##### Selected passage #####

Although a frame-based format such as ADTS uses more overhead than
a simpler format, such as ADIF, these frame-based formats are
nevertheless suitable for situations in which audio data is
organized into files and stored in memory for retrieval and
playback. Thus, the term "data stream" as used in this disclosure
may refer to data organized into a file and stored in memory, or to
data transported in a streaming application, such as Internet
radio, in such a manner that the audio decoder may not have access
to the entirety of the audio data at a given time.
[0018] FIG. 2 illustrates an exemplary header 80 as might be found
in each encoded audio frame 72 of a data stream 70. The header 80
includes a syncword 82, which is a fixed sequence of bits used to
indicate the presence of a frame header. In FIG. 2, the syncword 82
consists of a sequence of twelve "1" bits, appearing at the
beginning of the frame header. The ADTS format uses a header as
pictured in FIG. 2, but it should be apparent that other formats
may use syncwords of different lengths, with different data, and/or
appearing at different positions with the header 80. However, a
consistent feature of the syncword 82 is that its structure and
content is fixed with respect to a given transport format.
Accordingly, every data stream formatted for ADTS, for example,
will include headers 80 that each include an identical syncword
82.

#####

- Goal of the exercise
Answer these questions from the audio frame header passage:
1. Which simpler format is contrasted with frame-based formats such as ADTS?
2. What does syncword 82 consist of in FIG. 2?
3. What streaming application is offered as an example?

##### Supplied entries #####

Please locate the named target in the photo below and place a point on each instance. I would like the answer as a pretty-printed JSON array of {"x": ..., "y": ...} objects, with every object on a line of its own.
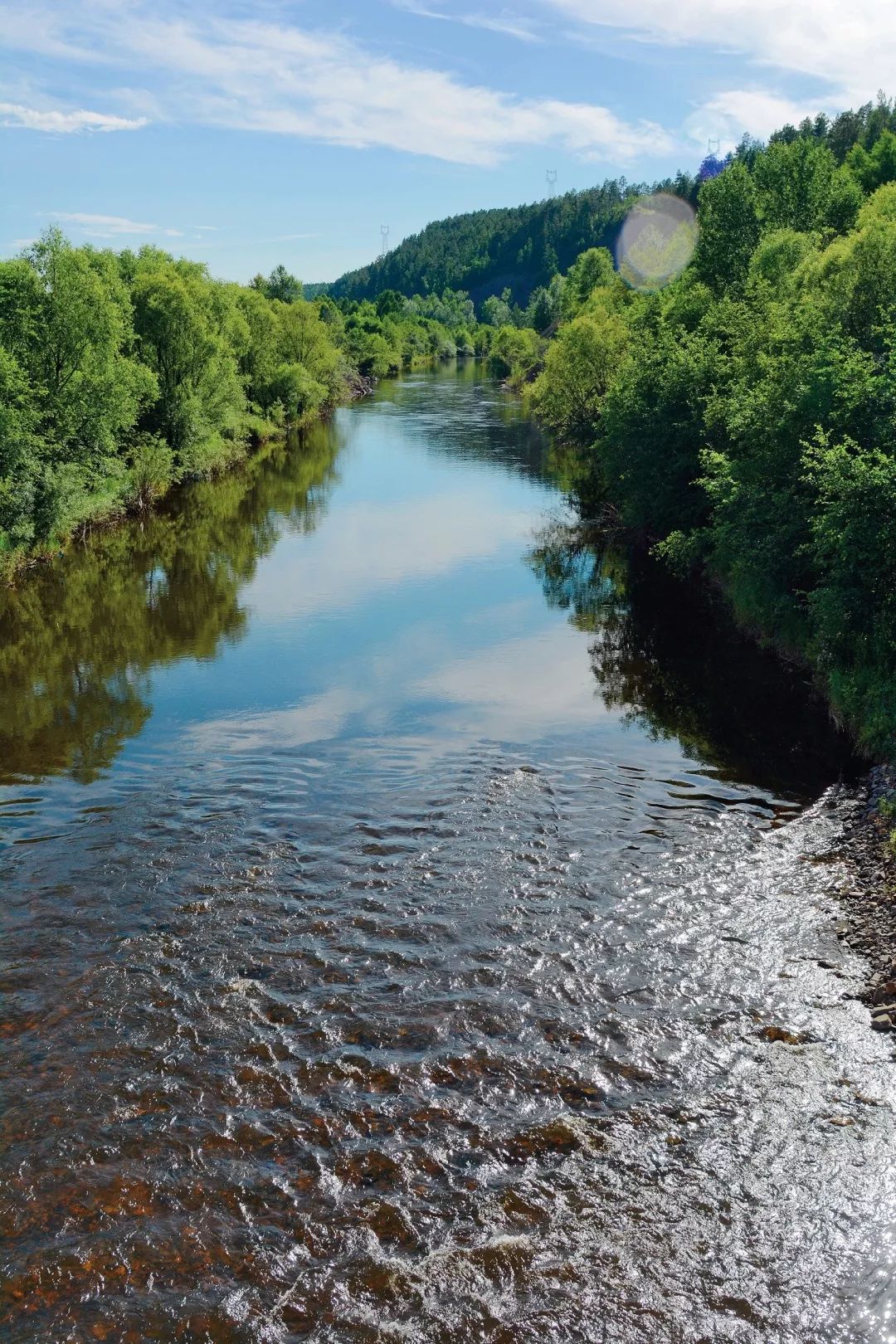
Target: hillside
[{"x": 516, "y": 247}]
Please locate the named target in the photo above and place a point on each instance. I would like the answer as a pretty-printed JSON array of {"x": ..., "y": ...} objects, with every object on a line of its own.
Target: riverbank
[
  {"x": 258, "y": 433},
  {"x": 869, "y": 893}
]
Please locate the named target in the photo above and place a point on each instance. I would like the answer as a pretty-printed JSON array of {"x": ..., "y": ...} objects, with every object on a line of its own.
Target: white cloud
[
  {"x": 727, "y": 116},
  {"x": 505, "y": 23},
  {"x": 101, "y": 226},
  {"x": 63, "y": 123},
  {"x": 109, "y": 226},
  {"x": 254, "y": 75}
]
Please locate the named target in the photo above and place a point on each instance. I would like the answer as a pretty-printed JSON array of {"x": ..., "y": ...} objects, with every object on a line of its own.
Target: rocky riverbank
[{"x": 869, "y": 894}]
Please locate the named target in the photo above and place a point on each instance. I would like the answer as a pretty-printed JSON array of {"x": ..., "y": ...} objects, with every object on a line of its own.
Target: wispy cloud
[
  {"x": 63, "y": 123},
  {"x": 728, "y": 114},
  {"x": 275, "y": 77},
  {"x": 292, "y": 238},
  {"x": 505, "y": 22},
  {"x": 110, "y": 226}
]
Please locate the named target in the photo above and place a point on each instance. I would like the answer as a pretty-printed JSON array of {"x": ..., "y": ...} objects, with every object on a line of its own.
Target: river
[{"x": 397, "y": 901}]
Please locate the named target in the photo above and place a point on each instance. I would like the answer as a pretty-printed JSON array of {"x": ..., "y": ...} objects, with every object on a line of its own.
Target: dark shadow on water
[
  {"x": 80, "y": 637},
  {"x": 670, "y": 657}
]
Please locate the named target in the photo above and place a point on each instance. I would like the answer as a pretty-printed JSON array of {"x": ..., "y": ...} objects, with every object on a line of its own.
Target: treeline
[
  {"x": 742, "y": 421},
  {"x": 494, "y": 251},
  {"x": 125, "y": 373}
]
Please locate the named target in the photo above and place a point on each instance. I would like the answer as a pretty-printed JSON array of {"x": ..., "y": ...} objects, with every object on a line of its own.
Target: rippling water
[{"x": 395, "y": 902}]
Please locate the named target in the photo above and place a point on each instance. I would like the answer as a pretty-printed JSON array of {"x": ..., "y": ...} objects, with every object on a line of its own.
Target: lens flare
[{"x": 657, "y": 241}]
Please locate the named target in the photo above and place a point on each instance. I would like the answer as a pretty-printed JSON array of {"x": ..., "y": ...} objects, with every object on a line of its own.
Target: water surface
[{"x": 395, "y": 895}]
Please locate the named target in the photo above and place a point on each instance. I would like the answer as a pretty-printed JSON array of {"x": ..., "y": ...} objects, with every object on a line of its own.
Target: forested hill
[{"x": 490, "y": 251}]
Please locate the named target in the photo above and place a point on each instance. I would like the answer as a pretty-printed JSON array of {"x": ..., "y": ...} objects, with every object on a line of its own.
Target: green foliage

#####

- Completed task
1. ADIF
2. A sequence of twelve "1" bits at the beginning of the frame header
3. Internet radio